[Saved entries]
----

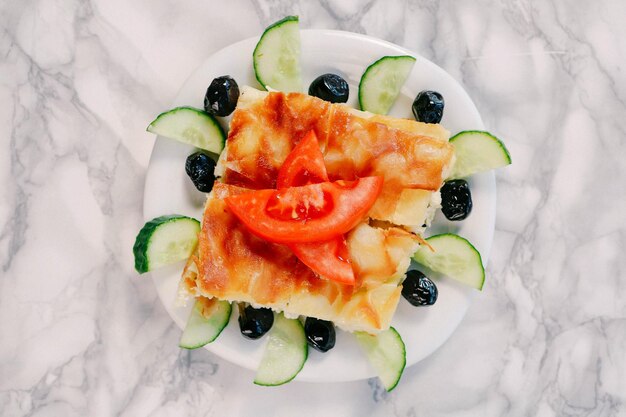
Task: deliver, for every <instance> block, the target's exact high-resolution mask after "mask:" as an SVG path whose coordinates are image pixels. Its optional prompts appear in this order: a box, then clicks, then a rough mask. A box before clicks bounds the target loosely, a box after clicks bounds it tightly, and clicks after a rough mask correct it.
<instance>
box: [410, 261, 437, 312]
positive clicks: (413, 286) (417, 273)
mask: <svg viewBox="0 0 626 417" xmlns="http://www.w3.org/2000/svg"><path fill="white" fill-rule="evenodd" d="M437 295H438V292H437V286H436V285H435V283H434V282H432V281H431V280H430V278H428V277H427V276H426V275H424V273H423V272H420V271H418V270H416V269H412V270H410V271H408V272H407V273H406V278H405V279H404V281H402V296H403V297H404V298H405V299H406V300H407V301H408V302H409V303H411V305H414V306H416V307H417V306H430V305H433V304H435V302H436V301H437Z"/></svg>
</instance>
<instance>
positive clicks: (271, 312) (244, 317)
mask: <svg viewBox="0 0 626 417" xmlns="http://www.w3.org/2000/svg"><path fill="white" fill-rule="evenodd" d="M272 324H274V313H273V312H272V310H270V309H269V308H254V307H252V306H247V307H245V308H243V307H242V306H241V305H239V330H241V334H242V335H244V337H247V338H248V339H258V338H259V337H261V336H263V335H264V334H265V333H267V332H268V331H269V330H270V329H271V328H272Z"/></svg>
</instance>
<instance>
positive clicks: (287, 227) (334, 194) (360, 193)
mask: <svg viewBox="0 0 626 417" xmlns="http://www.w3.org/2000/svg"><path fill="white" fill-rule="evenodd" d="M382 185H383V179H382V178H381V177H365V178H360V179H358V180H356V181H337V182H334V183H330V182H323V183H320V184H312V185H305V186H303V187H291V188H285V189H282V190H259V191H252V192H249V193H244V194H241V195H237V196H231V197H227V198H226V199H225V201H226V204H227V205H228V208H229V209H230V210H231V211H232V212H233V214H234V215H235V216H237V217H238V218H239V220H240V221H241V222H242V223H243V224H245V225H246V226H247V227H248V229H250V231H252V232H253V233H254V234H256V235H257V236H259V237H261V238H263V239H265V240H269V241H270V242H276V243H309V242H323V241H327V240H331V239H333V238H335V237H337V236H340V235H342V234H344V233H346V232H347V231H349V230H350V229H352V228H353V227H354V226H356V225H357V224H358V223H359V221H361V219H362V218H363V217H364V216H365V215H366V214H367V212H368V210H369V209H370V208H371V207H372V205H373V204H374V202H375V201H376V197H378V195H379V194H380V190H381V188H382Z"/></svg>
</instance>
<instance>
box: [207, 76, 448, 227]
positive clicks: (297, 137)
mask: <svg viewBox="0 0 626 417" xmlns="http://www.w3.org/2000/svg"><path fill="white" fill-rule="evenodd" d="M310 130H313V131H314V132H315V133H316V136H317V139H318V141H319V144H320V147H321V148H322V149H323V150H324V163H325V166H326V170H327V172H328V177H329V178H330V180H331V181H335V180H339V179H343V180H348V181H349V180H354V179H356V178H358V177H365V176H383V177H384V183H383V188H382V191H381V195H380V196H379V197H378V199H377V200H376V203H375V204H374V207H373V208H372V210H371V211H370V217H372V218H374V219H376V220H382V221H388V222H391V223H394V224H399V225H402V226H406V227H409V228H411V229H412V230H414V231H418V230H423V229H422V225H423V224H430V219H432V216H433V215H434V211H435V209H436V207H437V206H438V198H439V195H438V193H437V191H438V190H439V187H440V186H441V184H442V178H444V179H445V178H446V177H447V176H448V174H449V170H450V169H451V167H452V164H453V160H454V153H453V148H452V147H451V146H450V144H449V143H448V141H447V139H448V137H449V132H448V131H447V130H446V129H444V128H443V127H442V126H440V125H432V124H424V123H419V122H416V121H412V120H407V119H397V118H393V117H389V116H381V115H373V114H371V113H366V112H361V111H358V110H355V109H352V108H349V107H347V106H345V105H341V104H330V103H328V102H326V101H323V100H320V99H318V98H315V97H311V96H308V95H305V94H284V93H267V92H261V91H258V90H255V89H252V88H250V87H243V88H242V94H241V97H240V98H239V104H238V106H237V110H236V111H235V113H234V114H233V118H232V121H231V126H230V133H229V139H228V141H229V145H228V148H227V150H226V151H225V152H224V153H223V154H222V155H221V157H220V163H219V164H218V175H222V176H223V180H224V181H225V182H226V183H230V184H234V185H239V186H242V187H246V188H259V189H263V188H265V189H272V188H275V187H276V180H277V172H278V171H279V170H280V168H281V164H282V163H283V162H284V160H285V158H286V157H287V155H288V154H289V152H290V151H291V150H292V148H293V146H294V141H296V140H299V139H300V138H302V137H304V135H305V134H307V133H308V131H310Z"/></svg>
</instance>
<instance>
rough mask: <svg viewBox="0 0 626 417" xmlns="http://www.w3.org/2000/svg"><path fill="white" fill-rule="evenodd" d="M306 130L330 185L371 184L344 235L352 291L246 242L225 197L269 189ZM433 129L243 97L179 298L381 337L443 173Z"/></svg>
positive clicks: (418, 125)
mask: <svg viewBox="0 0 626 417" xmlns="http://www.w3.org/2000/svg"><path fill="white" fill-rule="evenodd" d="M309 132H314V134H315V136H316V138H317V142H318V143H319V150H320V151H321V154H322V155H323V160H324V166H325V170H326V172H327V175H328V180H329V181H338V182H339V183H343V182H345V183H346V184H347V183H348V182H351V181H356V180H359V179H363V178H370V177H379V178H382V187H381V189H380V191H379V193H378V194H377V198H376V200H375V202H374V203H373V205H372V206H371V207H370V208H369V209H368V211H367V213H366V214H365V215H363V216H362V218H360V220H359V221H358V223H357V224H356V225H355V226H354V227H352V228H351V229H350V230H349V231H348V232H347V233H345V247H346V249H347V254H346V255H345V256H347V257H348V260H349V263H350V265H351V267H352V270H353V272H354V278H355V280H354V283H353V284H351V285H350V284H345V283H342V282H337V281H333V280H329V279H327V277H324V276H321V275H320V274H319V273H317V272H315V270H314V269H315V268H313V269H312V268H310V267H309V266H307V264H306V263H304V262H302V261H301V260H300V258H299V257H298V256H296V254H295V253H294V249H293V247H290V245H288V244H282V243H273V242H270V241H268V240H266V239H264V238H262V237H260V236H258V234H255V233H253V232H252V231H251V230H250V228H249V227H248V226H246V225H245V224H244V223H243V222H242V221H241V220H240V219H239V218H238V217H237V216H236V215H235V214H234V213H233V210H232V209H231V208H229V205H228V204H227V199H228V198H229V197H232V196H236V195H240V194H242V193H246V192H248V191H250V190H270V189H275V188H276V187H277V181H278V176H279V171H280V169H281V167H282V166H283V164H284V163H285V160H286V159H287V157H288V155H289V154H290V153H291V152H292V150H293V149H294V148H295V147H296V146H297V145H298V144H299V143H300V141H302V140H303V138H304V137H305V136H306V135H307V134H309ZM448 137H449V132H448V131H447V130H445V129H444V128H443V127H442V126H440V125H438V124H424V123H420V122H416V121H412V120H405V119H397V118H393V117H388V116H380V115H373V114H370V113H366V112H360V111H357V110H354V109H351V108H349V107H347V106H345V105H341V104H331V103H328V102H326V101H323V100H321V99H318V98H315V97H312V96H308V95H306V94H300V93H281V92H261V91H258V90H255V89H252V88H249V87H244V88H243V89H242V93H241V96H240V98H239V101H238V104H237V108H236V110H235V112H234V113H233V116H232V121H231V124H230V130H229V134H228V139H227V141H226V147H225V149H224V151H223V152H222V154H221V156H220V160H219V162H218V166H217V169H216V175H217V176H219V177H220V179H219V183H217V182H216V185H215V187H214V189H213V191H212V192H211V193H210V194H209V195H208V197H207V201H206V204H205V207H204V215H203V219H202V230H201V232H200V236H199V244H198V250H197V251H196V253H195V254H194V255H193V256H192V257H191V258H190V260H189V261H188V263H187V266H186V268H185V271H184V273H183V279H182V282H181V287H180V288H181V295H182V296H183V297H191V296H204V297H209V298H218V299H220V300H228V301H233V302H246V303H250V304H251V305H253V306H254V307H267V308H271V309H273V310H275V311H277V312H279V311H281V312H284V314H285V315H286V316H287V317H297V316H307V317H315V318H319V319H323V320H329V321H332V322H334V323H335V324H336V325H337V326H338V327H340V328H342V329H344V330H347V331H357V330H359V331H360V330H363V331H367V332H370V333H375V332H377V331H380V330H384V329H386V328H388V327H389V325H390V322H391V319H392V317H393V314H394V312H395V310H396V306H397V303H398V299H399V297H400V293H401V284H402V280H403V279H404V276H405V272H406V270H407V268H408V267H409V264H410V258H411V256H412V255H413V253H415V251H416V250H417V249H418V247H419V245H420V243H423V242H424V241H423V239H422V238H421V234H422V232H423V231H424V228H425V227H427V226H428V225H430V221H431V219H432V217H433V214H434V210H435V209H436V208H437V207H438V204H439V189H440V187H441V185H442V183H443V180H444V179H445V178H446V177H447V174H448V172H449V170H450V169H451V167H452V165H453V163H454V152H453V148H452V146H451V145H450V144H449V143H448Z"/></svg>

----

§ TASK DIRECTIONS
Print the lines above, starting at the beginning and ending at the line that contains "box: [410, 261, 437, 312]", with both ends included. Leave the pictures out.

§ EXERCISE RESPONSE
Task: deliver, for every <instance> block, the target's exact high-resolution mask after "mask:" as an SVG path whose coordinates are image pixels. Its optional prompts appear in this order: a box, then clicks, then a rough mask. A box before clicks bounds the target loosely, a box after clicks bounds it tightly, and clicks after a rough mask correct it.
<instance>
box: [410, 261, 437, 312]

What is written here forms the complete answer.